Complete the following:
A. Decide whether each statement below agrees with the passage on Medicaid changes. Answer yes or no for each, and quote the deciding words of the passage. (i) The Deficit Reduction Act of 2005 was signed into law in early 2006. (ii) Annuities remain exempt assets under the new rules. (iii) The new rules begin at the state level and pass the framework up to federal Medicaid.
B. Reproduce word for word the part of the passage on Medicaid changes that begins at the words "If you don’t" and ends after the words "LTC insurance expenses.".

Selected extract:
▬▬▬▬▬▬
Estate planning financial advisors must consider long term care insurance as part of their solution or they risk their clients’ financial well being.
Why? The answer has to do with the new rules created by the most sweeping changes in Medicaid in a long time. This legislation is the Deficit Reduction Act of 2005, which was signed into law in early 2006.
If you don’t want to be embarrassed, replaced, or even worse, sued, as a result of these changes, then make sure you are the first person who calls, e-mails, or otherwise contacts your clients to suggest a meeting between you, them, and the attorney who helped draft their estate planning documents. The estate plan needs to be LTC-friendly in light of current law. If it’s not, the client could end up just trading death tax avoidance for LTC insurance expenses.
Starting at the federal level of Medicaid, the new rules pass down the framework of how each state will qualify people for assistance. The changes were sweeping, and most agents keyed in on the changes that affected them directly.
For instance, annuities are no longer exempt assets. Generally, lump sum refunds, long-term annuitization with children as beneficiaries and other planning techniques were interfered with.
▬▬▬▬▬▬
Data for analysis:
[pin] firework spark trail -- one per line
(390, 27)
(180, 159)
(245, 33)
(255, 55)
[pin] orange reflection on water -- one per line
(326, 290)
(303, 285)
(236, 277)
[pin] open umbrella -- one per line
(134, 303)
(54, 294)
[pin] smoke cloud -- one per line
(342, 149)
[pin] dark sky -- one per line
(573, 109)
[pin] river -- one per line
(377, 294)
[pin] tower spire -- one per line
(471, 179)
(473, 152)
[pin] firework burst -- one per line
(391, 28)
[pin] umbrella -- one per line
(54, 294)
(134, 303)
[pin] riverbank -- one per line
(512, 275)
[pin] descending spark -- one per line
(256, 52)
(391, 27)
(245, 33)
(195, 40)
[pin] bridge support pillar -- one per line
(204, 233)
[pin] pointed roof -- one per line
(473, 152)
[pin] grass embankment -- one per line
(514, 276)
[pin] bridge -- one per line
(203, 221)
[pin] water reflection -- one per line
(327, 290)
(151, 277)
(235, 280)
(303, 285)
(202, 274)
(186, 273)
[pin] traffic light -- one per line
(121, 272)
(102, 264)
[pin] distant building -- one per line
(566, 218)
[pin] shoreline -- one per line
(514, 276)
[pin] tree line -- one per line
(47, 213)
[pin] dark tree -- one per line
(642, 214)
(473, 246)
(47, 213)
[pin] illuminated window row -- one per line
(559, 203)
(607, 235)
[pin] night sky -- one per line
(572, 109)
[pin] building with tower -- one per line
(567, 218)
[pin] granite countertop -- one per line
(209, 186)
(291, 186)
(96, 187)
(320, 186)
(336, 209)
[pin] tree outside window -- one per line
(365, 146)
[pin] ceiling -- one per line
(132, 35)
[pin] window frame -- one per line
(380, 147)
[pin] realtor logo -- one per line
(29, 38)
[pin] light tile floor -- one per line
▬▬▬▬▬▬
Outputs for the tasks:
A.
(i) Yes: "This legislation is the Deficit Reduction Act of 2005, which was signed into law in early 2006."
(ii) No: "annuities are no longer exempt assets"
(iii) No: "Starting at the federal level of Medicaid, the new rules pass down the framework of how each state will qualify people for assistance."

B.
If you don’t want to be embarrassed, replaced, or even worse, sued, as a result of these changes, then make sure you are the first person who calls, e-mails, or otherwise contacts your clients to suggest a meeting between you, them, and the attorney who helped draft their estate planning documents. The estate plan needs to be LTC-friendly in light of current law. If it’s not, the client could end up just trading death tax avoidance for LTC insurance expenses.